# Input records
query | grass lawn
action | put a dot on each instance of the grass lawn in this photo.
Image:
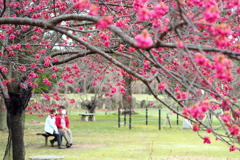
(103, 140)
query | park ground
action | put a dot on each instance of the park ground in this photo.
(103, 140)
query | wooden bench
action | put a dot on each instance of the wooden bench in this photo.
(46, 137)
(87, 117)
(46, 157)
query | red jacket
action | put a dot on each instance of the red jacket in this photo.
(58, 121)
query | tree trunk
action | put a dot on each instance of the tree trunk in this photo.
(17, 136)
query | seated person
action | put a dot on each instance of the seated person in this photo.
(51, 128)
(63, 125)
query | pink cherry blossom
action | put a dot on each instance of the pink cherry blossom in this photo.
(211, 14)
(160, 9)
(72, 101)
(161, 86)
(105, 22)
(151, 104)
(47, 82)
(81, 4)
(143, 40)
(196, 127)
(2, 36)
(232, 148)
(206, 140)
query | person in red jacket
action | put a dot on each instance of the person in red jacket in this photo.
(63, 124)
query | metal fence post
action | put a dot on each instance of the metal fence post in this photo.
(130, 119)
(119, 118)
(146, 116)
(177, 116)
(125, 117)
(159, 119)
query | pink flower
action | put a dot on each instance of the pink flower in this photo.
(54, 75)
(180, 44)
(238, 70)
(232, 148)
(185, 112)
(234, 129)
(33, 65)
(200, 59)
(161, 86)
(93, 10)
(47, 82)
(196, 127)
(151, 103)
(143, 14)
(32, 75)
(81, 4)
(113, 89)
(2, 36)
(209, 130)
(94, 83)
(54, 68)
(206, 140)
(226, 117)
(104, 22)
(72, 101)
(211, 14)
(35, 38)
(160, 9)
(143, 40)
(22, 68)
(11, 36)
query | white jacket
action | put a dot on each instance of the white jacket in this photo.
(50, 125)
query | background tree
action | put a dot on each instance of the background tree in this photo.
(185, 46)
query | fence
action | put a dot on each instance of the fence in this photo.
(147, 117)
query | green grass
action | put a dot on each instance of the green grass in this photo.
(103, 140)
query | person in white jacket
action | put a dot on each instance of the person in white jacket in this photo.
(51, 128)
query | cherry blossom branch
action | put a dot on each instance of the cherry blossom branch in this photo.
(4, 8)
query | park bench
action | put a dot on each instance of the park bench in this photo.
(87, 116)
(46, 157)
(46, 137)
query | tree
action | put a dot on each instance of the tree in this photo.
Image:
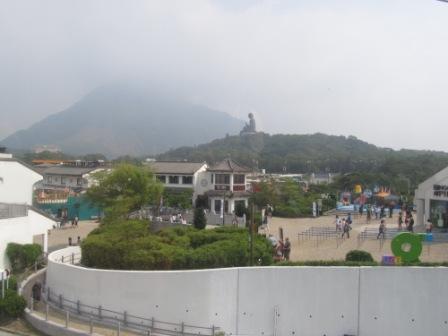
(199, 220)
(127, 188)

# Your task
Every record above needs to be repeated exactly; pictures are to be left out.

# Answer to the problem
query | grass lawn
action | put a dot on each instance of the grass lawn in this photo.
Image:
(103, 140)
query | park ground
action | put a dot on each instance of the park ground in this photo.
(103, 140)
query | wooden bench
action | put a dot on each instance of the wooden bench in this photo.
(46, 137)
(87, 117)
(46, 157)
query | red jacket
action | put a dot on each instance of the red jacket in this photo.
(58, 121)
query | tree trunk
action | put a dot on each instance of the tree trunk in this photo.
(17, 136)
query | seated person
action | put a dot on each instance of the seated person in this photo.
(51, 128)
(63, 125)
query | pink cherry blossom
action | put a dot on each instance of the pink cherry blossom in this photo.
(211, 14)
(160, 9)
(72, 101)
(161, 86)
(105, 22)
(151, 104)
(47, 82)
(81, 4)
(143, 40)
(196, 127)
(2, 36)
(232, 148)
(206, 140)
query | person in red jacket
action | put a dot on each instance of the person in red jacket in this photo.
(63, 124)
query | metal fence post
action | put a dot on each instance of the metal fence post in this photo.
(130, 119)
(119, 118)
(146, 116)
(177, 116)
(125, 117)
(159, 119)
query | pink flower
action | put a dot on each instance of the pink flower in this photo.
(54, 75)
(180, 44)
(238, 70)
(232, 148)
(185, 112)
(234, 129)
(33, 65)
(200, 59)
(161, 86)
(93, 10)
(47, 82)
(196, 127)
(151, 103)
(143, 14)
(32, 75)
(81, 4)
(113, 89)
(2, 36)
(209, 130)
(94, 83)
(54, 68)
(206, 140)
(226, 117)
(104, 22)
(72, 101)
(211, 14)
(35, 38)
(160, 9)
(143, 40)
(22, 68)
(11, 36)
query | white jacket
action | put a dot on each instance of the white jacket in this photo.
(50, 125)
query | background tree
action | put a dot on each instance of the background tree in this photo.
(185, 46)
query | fence
action | put a dot on each instance of the fence in this photo.
(147, 117)
query | green grass
action | put a dot on each instance of the green grass in this photo.
(103, 140)
query | person in white jacket
action | put a dot on each instance of the person in white jacket in this photo.
(51, 128)
query | cherry blossom branch
action | put a dot on each instance of the cherry blossom branch in this photo.
(4, 8)
query | park bench
action | put a dot on each instance of the park bench in this photo.
(87, 116)
(46, 157)
(46, 137)
query | tree
action | put a dot on each instance of the tree in this photo.
Image:
(199, 220)
(127, 188)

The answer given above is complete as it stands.